● **GOAL OF THE EXERCISE**
Reproduce exactly the lines beginning with the line that contains "man's right hand" and ending at the final line of the material below.

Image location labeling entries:
_____

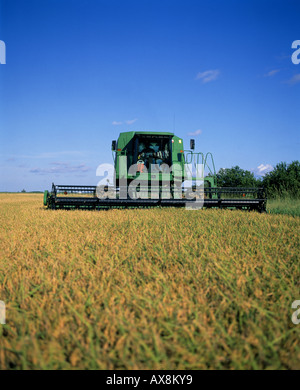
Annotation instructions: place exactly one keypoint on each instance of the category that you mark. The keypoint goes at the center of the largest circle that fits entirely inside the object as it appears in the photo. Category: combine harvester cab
(152, 169)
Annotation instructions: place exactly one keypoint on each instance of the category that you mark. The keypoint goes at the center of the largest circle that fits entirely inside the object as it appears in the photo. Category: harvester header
(153, 169)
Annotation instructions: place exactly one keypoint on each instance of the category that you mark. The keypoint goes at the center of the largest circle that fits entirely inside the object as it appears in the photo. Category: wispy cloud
(272, 72)
(208, 75)
(66, 153)
(262, 169)
(195, 133)
(61, 167)
(131, 121)
(128, 122)
(294, 80)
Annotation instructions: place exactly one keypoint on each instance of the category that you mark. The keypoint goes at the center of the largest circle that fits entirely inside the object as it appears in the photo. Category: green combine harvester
(152, 169)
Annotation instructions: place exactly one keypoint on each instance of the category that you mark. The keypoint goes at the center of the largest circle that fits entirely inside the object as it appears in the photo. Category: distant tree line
(282, 181)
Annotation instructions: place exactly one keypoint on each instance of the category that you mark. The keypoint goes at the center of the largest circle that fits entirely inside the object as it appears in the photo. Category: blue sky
(78, 73)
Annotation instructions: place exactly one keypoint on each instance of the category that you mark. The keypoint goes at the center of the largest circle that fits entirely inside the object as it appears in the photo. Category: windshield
(153, 150)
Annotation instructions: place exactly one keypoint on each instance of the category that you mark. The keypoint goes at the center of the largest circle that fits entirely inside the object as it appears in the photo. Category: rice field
(147, 289)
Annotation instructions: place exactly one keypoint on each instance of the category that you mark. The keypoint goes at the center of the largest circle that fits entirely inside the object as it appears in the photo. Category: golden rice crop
(147, 289)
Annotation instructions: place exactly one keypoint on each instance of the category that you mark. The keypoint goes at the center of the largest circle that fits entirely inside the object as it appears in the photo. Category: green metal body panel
(126, 147)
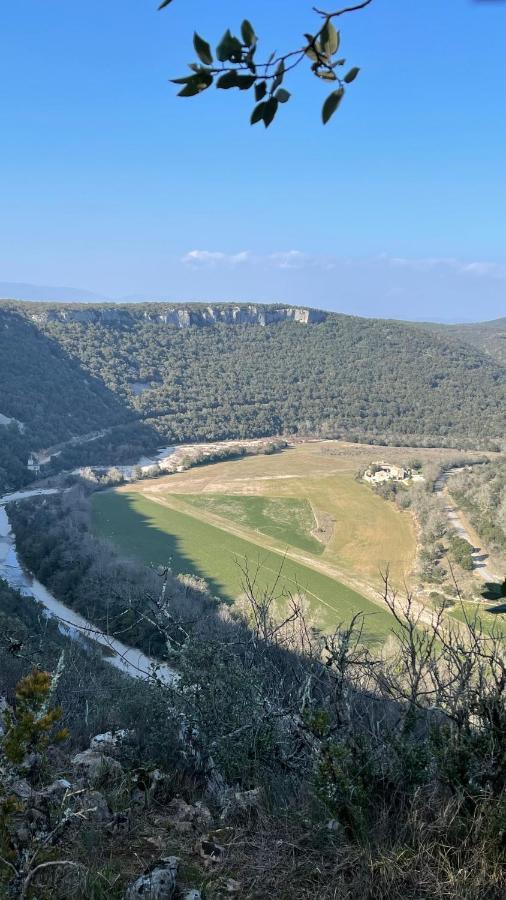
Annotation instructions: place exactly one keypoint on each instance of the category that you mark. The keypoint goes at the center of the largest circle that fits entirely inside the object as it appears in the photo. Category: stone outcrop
(180, 316)
(159, 883)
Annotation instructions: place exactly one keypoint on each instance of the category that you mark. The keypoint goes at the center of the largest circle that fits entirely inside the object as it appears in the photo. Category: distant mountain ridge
(489, 337)
(183, 315)
(18, 290)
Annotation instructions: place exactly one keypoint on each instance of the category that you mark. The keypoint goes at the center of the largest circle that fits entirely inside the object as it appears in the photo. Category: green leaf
(258, 113)
(202, 49)
(228, 80)
(351, 75)
(309, 49)
(330, 39)
(229, 47)
(244, 82)
(271, 108)
(195, 84)
(283, 96)
(331, 104)
(280, 74)
(248, 33)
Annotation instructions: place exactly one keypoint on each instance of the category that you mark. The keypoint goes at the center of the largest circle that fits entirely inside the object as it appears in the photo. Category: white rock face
(109, 741)
(94, 766)
(157, 884)
(185, 316)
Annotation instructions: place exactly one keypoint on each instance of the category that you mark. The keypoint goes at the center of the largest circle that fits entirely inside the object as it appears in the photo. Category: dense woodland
(482, 493)
(148, 383)
(48, 393)
(343, 375)
(489, 337)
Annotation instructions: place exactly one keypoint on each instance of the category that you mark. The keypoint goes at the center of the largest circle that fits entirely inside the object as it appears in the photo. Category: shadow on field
(156, 547)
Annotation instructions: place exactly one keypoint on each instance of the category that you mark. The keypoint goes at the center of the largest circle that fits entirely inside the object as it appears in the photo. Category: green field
(159, 535)
(287, 519)
(490, 620)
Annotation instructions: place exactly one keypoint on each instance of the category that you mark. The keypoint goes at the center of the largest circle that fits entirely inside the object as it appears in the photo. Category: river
(458, 522)
(128, 660)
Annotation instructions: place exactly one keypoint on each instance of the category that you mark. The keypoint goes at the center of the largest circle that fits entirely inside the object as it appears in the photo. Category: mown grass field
(288, 520)
(158, 534)
(358, 532)
(302, 509)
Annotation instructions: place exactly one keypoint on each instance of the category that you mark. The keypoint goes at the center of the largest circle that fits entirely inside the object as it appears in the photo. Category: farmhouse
(382, 471)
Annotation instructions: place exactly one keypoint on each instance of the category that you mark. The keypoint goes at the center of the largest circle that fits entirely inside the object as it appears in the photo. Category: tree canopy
(235, 63)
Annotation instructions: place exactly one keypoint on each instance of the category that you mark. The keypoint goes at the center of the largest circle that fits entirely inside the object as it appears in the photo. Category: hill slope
(235, 377)
(48, 393)
(489, 337)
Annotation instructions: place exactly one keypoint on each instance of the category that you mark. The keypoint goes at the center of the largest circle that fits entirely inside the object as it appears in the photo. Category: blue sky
(110, 183)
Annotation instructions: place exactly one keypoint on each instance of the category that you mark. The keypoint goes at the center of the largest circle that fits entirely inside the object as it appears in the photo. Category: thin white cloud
(479, 269)
(215, 258)
(284, 259)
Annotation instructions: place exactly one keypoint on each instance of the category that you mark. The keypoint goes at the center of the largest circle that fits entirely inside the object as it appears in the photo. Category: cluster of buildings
(381, 471)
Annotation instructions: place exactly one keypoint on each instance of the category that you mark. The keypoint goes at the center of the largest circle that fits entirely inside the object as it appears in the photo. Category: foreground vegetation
(158, 535)
(328, 379)
(308, 767)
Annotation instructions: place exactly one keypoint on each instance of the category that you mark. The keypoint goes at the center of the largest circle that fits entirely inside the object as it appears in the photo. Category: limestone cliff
(180, 316)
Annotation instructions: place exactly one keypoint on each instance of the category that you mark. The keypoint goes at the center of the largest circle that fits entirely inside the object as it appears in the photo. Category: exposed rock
(96, 766)
(4, 706)
(183, 316)
(21, 789)
(110, 741)
(93, 807)
(186, 817)
(54, 793)
(158, 883)
(240, 804)
(209, 850)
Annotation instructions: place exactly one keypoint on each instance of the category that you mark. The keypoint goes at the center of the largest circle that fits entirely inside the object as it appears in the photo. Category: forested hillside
(489, 337)
(194, 373)
(341, 376)
(48, 394)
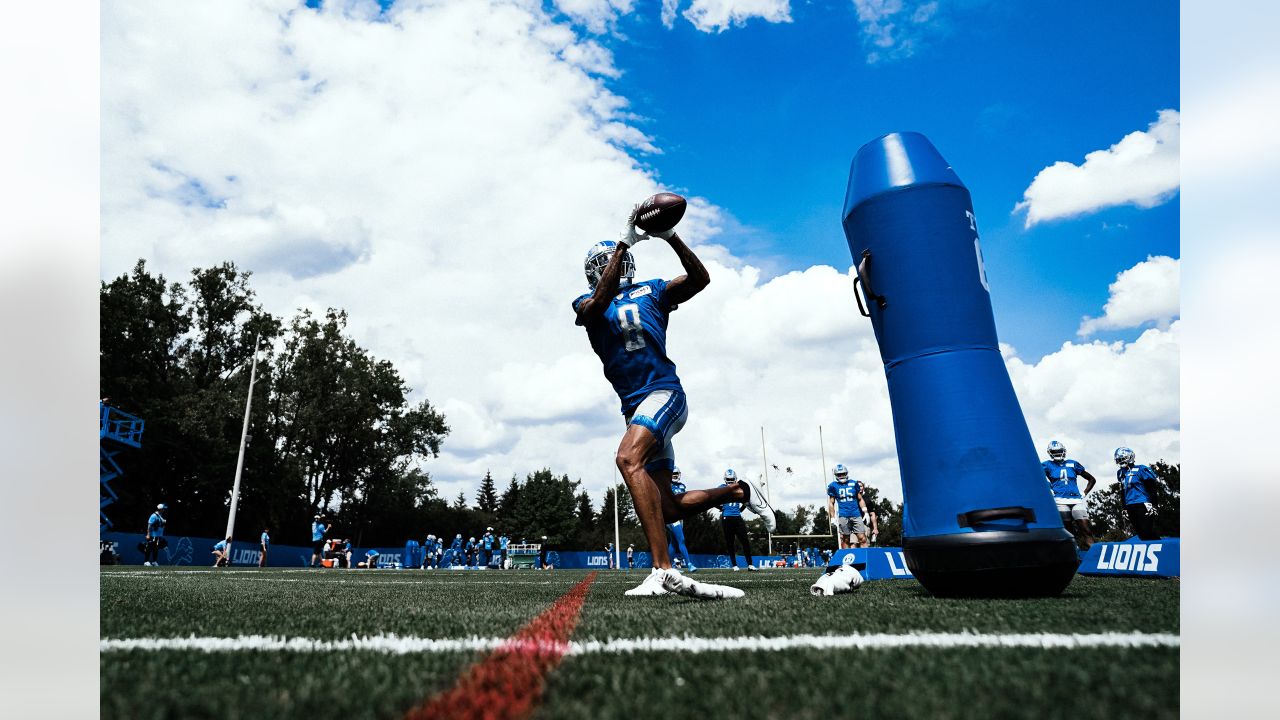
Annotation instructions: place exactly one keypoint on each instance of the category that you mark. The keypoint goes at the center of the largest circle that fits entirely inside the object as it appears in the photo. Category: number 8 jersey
(631, 340)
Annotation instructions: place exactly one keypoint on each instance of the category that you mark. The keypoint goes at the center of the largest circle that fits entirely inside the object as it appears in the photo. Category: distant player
(155, 533)
(846, 507)
(626, 323)
(1138, 487)
(676, 531)
(223, 552)
(1063, 479)
(735, 527)
(319, 529)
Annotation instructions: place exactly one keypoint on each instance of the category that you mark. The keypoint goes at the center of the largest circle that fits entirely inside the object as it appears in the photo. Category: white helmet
(598, 256)
(1124, 456)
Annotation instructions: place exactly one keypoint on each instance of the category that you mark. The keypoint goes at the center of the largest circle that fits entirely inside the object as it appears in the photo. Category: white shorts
(851, 525)
(1077, 510)
(663, 413)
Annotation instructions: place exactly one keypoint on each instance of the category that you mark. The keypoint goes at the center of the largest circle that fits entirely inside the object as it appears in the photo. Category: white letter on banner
(1152, 561)
(1120, 560)
(892, 566)
(1139, 557)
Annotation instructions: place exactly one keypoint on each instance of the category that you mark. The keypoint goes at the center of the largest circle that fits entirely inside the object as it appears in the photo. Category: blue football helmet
(598, 256)
(841, 473)
(1124, 456)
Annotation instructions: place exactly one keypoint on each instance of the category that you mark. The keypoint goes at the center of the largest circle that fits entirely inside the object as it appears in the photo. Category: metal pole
(240, 460)
(617, 534)
(768, 492)
(822, 447)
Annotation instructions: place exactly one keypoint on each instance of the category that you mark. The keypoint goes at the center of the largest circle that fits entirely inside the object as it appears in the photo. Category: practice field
(336, 643)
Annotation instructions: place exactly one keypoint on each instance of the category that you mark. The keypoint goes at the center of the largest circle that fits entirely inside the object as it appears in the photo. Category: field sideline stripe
(397, 645)
(507, 684)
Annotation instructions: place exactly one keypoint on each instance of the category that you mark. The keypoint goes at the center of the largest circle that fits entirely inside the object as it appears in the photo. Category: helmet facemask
(598, 258)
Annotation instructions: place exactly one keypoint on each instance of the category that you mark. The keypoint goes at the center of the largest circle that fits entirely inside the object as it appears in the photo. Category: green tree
(487, 500)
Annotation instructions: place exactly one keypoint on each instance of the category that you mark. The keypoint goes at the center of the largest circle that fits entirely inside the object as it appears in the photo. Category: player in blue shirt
(319, 529)
(154, 536)
(735, 527)
(848, 509)
(223, 552)
(1063, 475)
(676, 531)
(1138, 487)
(626, 323)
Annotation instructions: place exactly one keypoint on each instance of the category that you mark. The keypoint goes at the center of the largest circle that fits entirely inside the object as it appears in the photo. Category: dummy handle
(864, 277)
(976, 516)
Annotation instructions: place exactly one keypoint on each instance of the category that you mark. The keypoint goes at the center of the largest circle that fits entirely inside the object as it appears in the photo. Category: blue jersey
(1138, 484)
(631, 340)
(1063, 478)
(731, 509)
(846, 497)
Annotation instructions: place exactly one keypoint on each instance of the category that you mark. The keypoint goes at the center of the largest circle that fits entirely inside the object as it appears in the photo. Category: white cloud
(894, 30)
(1098, 396)
(1143, 294)
(1142, 169)
(718, 16)
(597, 16)
(440, 177)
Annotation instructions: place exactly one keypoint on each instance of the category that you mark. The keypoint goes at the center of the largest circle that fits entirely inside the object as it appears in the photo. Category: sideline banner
(1134, 557)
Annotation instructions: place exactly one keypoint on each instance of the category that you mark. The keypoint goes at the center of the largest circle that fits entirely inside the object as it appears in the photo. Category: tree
(507, 504)
(487, 500)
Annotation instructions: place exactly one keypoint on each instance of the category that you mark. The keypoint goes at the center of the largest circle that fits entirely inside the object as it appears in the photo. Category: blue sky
(763, 121)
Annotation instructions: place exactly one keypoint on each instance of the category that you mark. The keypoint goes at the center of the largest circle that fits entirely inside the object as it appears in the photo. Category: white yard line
(397, 645)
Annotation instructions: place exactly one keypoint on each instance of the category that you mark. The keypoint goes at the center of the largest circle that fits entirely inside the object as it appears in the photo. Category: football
(659, 213)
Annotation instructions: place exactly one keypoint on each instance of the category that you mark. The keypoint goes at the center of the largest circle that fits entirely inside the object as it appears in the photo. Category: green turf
(885, 683)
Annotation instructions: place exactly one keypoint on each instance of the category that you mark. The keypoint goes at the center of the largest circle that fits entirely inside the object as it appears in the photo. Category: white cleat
(757, 502)
(676, 583)
(652, 586)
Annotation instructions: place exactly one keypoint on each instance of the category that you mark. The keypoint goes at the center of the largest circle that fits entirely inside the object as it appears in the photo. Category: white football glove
(630, 236)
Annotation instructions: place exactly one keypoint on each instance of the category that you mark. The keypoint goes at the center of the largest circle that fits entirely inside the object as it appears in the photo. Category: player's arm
(695, 277)
(1089, 477)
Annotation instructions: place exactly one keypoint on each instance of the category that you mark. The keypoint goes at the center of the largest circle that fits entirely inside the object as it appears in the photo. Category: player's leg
(740, 529)
(638, 445)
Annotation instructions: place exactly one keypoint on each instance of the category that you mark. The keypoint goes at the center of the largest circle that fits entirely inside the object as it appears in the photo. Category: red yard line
(508, 683)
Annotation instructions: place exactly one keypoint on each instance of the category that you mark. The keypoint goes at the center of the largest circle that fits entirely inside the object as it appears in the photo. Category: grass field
(791, 677)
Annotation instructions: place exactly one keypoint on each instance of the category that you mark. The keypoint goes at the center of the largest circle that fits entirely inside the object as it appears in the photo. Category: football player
(735, 527)
(155, 533)
(676, 531)
(1063, 475)
(1138, 486)
(846, 509)
(626, 323)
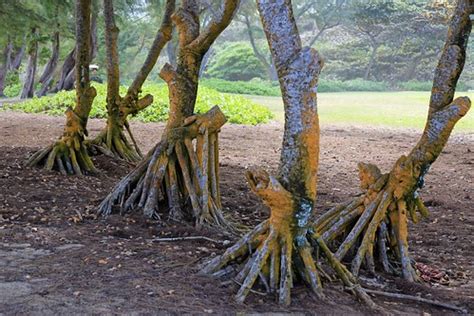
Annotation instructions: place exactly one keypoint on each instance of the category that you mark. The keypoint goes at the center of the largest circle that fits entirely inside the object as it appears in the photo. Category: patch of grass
(238, 109)
(390, 109)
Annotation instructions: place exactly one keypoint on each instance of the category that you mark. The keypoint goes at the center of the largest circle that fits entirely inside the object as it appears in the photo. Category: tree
(283, 246)
(112, 139)
(376, 222)
(69, 154)
(184, 164)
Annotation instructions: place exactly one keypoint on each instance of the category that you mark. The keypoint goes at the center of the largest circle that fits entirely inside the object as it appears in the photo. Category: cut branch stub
(279, 251)
(182, 167)
(377, 222)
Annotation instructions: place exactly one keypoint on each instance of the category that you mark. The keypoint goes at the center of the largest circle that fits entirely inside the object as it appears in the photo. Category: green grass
(391, 109)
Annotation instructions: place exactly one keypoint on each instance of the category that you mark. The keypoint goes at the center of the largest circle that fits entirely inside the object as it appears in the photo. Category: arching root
(376, 224)
(279, 251)
(113, 142)
(69, 154)
(182, 167)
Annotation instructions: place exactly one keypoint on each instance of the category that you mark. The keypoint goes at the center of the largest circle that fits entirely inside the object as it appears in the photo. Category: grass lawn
(392, 109)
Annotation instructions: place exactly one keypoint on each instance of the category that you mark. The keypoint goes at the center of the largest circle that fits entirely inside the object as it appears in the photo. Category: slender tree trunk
(112, 140)
(269, 66)
(69, 154)
(29, 85)
(377, 221)
(4, 66)
(183, 166)
(50, 68)
(283, 244)
(371, 63)
(16, 61)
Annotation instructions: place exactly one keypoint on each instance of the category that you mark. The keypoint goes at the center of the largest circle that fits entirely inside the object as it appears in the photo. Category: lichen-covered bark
(376, 223)
(112, 140)
(28, 86)
(183, 167)
(69, 154)
(50, 67)
(280, 250)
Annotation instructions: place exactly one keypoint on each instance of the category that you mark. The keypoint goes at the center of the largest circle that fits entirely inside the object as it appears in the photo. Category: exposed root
(113, 142)
(375, 225)
(279, 251)
(69, 154)
(182, 167)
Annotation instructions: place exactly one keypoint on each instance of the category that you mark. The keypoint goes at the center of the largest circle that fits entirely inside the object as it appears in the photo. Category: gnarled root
(113, 142)
(183, 166)
(278, 251)
(69, 154)
(376, 223)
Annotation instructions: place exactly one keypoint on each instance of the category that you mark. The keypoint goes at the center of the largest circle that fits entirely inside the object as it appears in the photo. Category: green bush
(253, 87)
(235, 62)
(238, 109)
(13, 90)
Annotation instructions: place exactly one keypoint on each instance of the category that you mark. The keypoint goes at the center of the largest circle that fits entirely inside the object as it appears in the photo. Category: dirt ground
(57, 257)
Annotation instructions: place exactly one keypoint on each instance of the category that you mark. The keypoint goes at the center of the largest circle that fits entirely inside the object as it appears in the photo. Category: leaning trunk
(29, 85)
(69, 155)
(280, 250)
(50, 68)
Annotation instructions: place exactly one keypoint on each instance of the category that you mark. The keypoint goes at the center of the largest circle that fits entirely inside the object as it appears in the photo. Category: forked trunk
(374, 226)
(279, 251)
(29, 85)
(183, 166)
(69, 154)
(50, 68)
(112, 140)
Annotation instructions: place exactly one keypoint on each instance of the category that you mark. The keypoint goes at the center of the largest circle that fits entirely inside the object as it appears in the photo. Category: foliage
(235, 62)
(238, 109)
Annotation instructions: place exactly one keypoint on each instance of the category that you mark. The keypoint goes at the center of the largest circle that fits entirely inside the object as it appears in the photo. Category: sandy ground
(50, 264)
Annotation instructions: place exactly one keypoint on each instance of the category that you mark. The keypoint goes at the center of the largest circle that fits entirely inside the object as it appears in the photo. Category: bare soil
(57, 257)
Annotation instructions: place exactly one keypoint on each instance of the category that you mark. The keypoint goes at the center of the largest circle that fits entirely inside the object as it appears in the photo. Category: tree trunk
(4, 67)
(69, 154)
(29, 85)
(376, 222)
(68, 71)
(371, 63)
(271, 71)
(183, 166)
(280, 249)
(16, 61)
(50, 68)
(112, 140)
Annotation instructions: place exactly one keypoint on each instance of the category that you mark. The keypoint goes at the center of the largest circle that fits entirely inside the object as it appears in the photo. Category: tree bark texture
(182, 170)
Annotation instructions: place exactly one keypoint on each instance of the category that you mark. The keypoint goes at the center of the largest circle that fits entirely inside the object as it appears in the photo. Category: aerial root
(373, 225)
(182, 167)
(278, 252)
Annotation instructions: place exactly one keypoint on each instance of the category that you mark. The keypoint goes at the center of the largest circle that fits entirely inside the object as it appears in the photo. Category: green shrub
(238, 109)
(235, 62)
(13, 90)
(255, 86)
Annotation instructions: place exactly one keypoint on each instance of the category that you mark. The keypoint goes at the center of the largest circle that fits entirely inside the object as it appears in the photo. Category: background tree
(69, 154)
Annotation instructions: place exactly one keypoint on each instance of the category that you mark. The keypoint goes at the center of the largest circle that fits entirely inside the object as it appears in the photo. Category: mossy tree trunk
(372, 229)
(50, 68)
(29, 85)
(181, 174)
(69, 154)
(280, 251)
(112, 140)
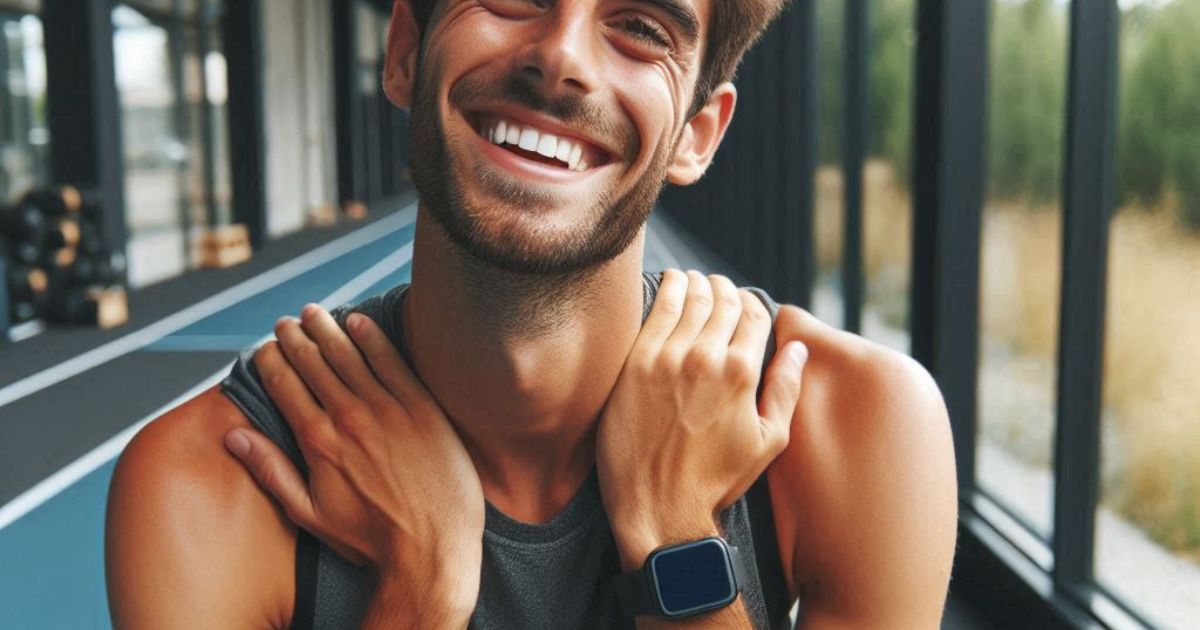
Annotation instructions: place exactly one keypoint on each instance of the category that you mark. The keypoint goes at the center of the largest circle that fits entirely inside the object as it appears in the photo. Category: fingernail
(798, 353)
(238, 443)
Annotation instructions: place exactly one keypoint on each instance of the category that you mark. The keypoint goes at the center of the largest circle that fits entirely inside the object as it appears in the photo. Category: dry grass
(1152, 342)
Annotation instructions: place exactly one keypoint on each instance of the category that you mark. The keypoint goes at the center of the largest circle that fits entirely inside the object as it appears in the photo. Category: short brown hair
(735, 27)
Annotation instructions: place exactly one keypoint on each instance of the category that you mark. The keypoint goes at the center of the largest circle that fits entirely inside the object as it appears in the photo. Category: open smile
(534, 145)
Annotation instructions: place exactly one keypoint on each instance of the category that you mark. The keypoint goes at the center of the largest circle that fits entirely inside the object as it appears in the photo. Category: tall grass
(1151, 424)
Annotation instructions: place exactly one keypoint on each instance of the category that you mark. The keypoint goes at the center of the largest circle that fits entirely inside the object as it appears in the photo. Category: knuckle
(671, 301)
(307, 353)
(731, 301)
(754, 311)
(741, 367)
(355, 421)
(316, 438)
(780, 442)
(699, 361)
(701, 299)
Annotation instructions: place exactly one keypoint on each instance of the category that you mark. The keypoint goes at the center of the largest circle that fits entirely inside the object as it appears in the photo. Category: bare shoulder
(865, 493)
(189, 533)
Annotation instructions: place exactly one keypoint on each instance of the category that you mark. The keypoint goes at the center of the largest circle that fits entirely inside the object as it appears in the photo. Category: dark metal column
(853, 156)
(83, 108)
(247, 136)
(348, 105)
(773, 148)
(948, 185)
(1087, 204)
(798, 99)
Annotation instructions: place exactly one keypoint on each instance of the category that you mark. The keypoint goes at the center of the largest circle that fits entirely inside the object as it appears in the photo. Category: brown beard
(611, 225)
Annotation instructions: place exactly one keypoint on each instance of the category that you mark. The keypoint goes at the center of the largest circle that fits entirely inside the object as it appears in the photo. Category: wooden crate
(223, 246)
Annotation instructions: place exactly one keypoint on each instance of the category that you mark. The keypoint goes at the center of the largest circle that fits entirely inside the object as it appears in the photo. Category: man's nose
(561, 57)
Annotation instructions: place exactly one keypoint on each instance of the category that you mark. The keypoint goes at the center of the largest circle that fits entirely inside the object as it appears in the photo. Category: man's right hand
(390, 485)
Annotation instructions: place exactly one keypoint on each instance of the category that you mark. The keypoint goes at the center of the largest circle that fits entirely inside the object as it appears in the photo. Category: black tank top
(553, 575)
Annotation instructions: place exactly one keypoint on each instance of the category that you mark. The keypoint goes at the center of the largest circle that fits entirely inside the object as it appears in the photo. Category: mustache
(576, 112)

_____

● **TASK RESULT**
Annotation instructions: place exactly one keypoint on each instance of the category that you mark. The keypoint goes at the center of the largest circle that fits entirely inside the object as it appears in the photo. Category: man's right hand
(390, 485)
Annotation instructions: place exactly one keypoint on each instance of the category that you mark. The keypoint goes at the center of the largest circle that fits entirely inside the object as it appears in the photo. Category: black tank top
(553, 575)
Annotation instructions: place exactly one keypoint on each instance of the category that you mark. The keypoint goes at the center of the largest circle that fits entirely inside the object as it appears in the photo. Category: mustache
(576, 112)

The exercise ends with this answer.